» **TEXT EXTRACT**

◇ ◇ ◇ ◇ ◇ ◇ ◇

Pushdown second stage functions when first stage metrics functions can be sharded
when we implemented second stage functions like topk/bottomk In https://github.com/grafana/tempo/pull/4646, we had to do it without pushdown of topk and bottomk functions and only evaluate these functions in the frontend because first stage functions like avg_over_time is can't be sharded.
Not all first stage functions can be sharded but some can be sharded. Ideally can detect if second stage functions and be pushed down or not and pushdown second stage computations when we can.
this will distribute the load away from the frontend for the second stage functions in the queries that can be pushed down.
see https://github.com/grafana/tempo/pull/4646#discussion_r2000567230 for more details.
We have this big note in the code about this as well:
grafana/tempo@eb34f29/pkg/traceql/engine_metrics.go#L1154-L1159
One possible way to implement this is by:
- sending a flag down to know first stage results are shardable or not, if yes, pushdown second stage functions.
- first stage has knowledge of the functions that can be sharded or not, and then set the flag for second stage when parsing the Query
This issue has been automatically marked as stale because it has not had any activity in the past 60 days. The next time this stale check runs, the stale label will be removed if there is new activity. The issue will be closed after 15 days if there is no new activity. Please apply keepalive label to exempt this Issue.
Hi! I’ve been looking into this enhancement and I’d like to work on it.

◇ ◇ ◇ ◇ ◇ ◇ ◇

» **STORED DATA**

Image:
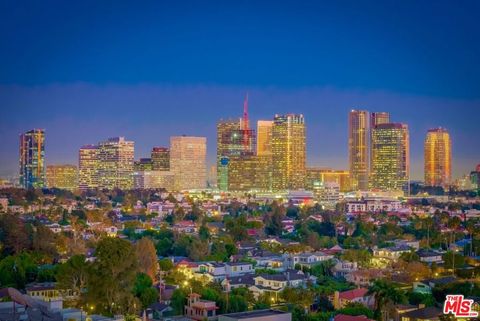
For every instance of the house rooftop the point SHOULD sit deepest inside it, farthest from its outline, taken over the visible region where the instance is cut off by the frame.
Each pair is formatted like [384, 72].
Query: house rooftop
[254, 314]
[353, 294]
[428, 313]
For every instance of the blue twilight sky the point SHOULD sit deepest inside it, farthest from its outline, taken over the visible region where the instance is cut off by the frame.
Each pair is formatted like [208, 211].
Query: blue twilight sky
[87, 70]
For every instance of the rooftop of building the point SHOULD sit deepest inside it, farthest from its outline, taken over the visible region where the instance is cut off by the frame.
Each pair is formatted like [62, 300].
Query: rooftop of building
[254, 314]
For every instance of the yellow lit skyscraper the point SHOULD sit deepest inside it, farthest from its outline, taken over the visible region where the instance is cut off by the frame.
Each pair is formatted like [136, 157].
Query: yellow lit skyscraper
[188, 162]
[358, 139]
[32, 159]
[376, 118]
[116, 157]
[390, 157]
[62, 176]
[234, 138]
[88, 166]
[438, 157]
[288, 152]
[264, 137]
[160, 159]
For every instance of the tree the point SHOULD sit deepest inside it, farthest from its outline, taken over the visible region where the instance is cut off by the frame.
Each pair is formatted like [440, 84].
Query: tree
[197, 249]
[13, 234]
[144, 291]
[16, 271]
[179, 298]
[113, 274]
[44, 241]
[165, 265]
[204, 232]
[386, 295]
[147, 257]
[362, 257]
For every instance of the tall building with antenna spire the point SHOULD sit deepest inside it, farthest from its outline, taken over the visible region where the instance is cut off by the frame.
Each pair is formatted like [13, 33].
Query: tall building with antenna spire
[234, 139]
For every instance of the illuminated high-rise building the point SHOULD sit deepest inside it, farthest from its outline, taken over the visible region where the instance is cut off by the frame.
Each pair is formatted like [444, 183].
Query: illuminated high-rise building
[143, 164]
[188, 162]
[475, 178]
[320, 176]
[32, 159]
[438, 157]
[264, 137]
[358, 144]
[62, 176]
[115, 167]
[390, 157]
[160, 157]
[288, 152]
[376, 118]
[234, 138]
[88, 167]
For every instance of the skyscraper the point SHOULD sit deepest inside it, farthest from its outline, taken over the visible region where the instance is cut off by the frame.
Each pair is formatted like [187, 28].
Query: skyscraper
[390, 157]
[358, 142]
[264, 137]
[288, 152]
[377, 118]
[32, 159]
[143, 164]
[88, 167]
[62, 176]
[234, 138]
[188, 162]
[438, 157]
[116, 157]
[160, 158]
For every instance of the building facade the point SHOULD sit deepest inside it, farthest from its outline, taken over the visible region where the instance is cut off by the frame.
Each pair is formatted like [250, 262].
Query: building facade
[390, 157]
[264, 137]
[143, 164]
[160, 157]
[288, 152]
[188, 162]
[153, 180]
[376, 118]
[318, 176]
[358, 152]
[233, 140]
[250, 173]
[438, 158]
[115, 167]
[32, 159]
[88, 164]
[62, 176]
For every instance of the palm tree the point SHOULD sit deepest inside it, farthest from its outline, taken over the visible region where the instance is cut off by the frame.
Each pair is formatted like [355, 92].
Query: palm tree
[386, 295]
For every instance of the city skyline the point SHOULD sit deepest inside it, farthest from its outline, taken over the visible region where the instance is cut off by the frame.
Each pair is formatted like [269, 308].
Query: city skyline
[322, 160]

◇ ◇ ◇ ◇ ◇ ◇ ◇

» **WHAT IS ASKED**
Please quote the stretch from "- first stage" through "exempt this Issue." in the Tempo second-stage pushdown thread, copying it word for word.

» **THE RESPONSE**
- first stage has knowledge of the functions that can be sharded or not, and then set the flag for second stage when parsing the Query
This issue has been automatically marked as stale because it has not had any activity in the past 60 days. The next time this stale check runs, the stale label will be removed if there is new activity. The issue will be closed after 15 days if there is no new activity. Please apply keepalive label to exempt this Issue.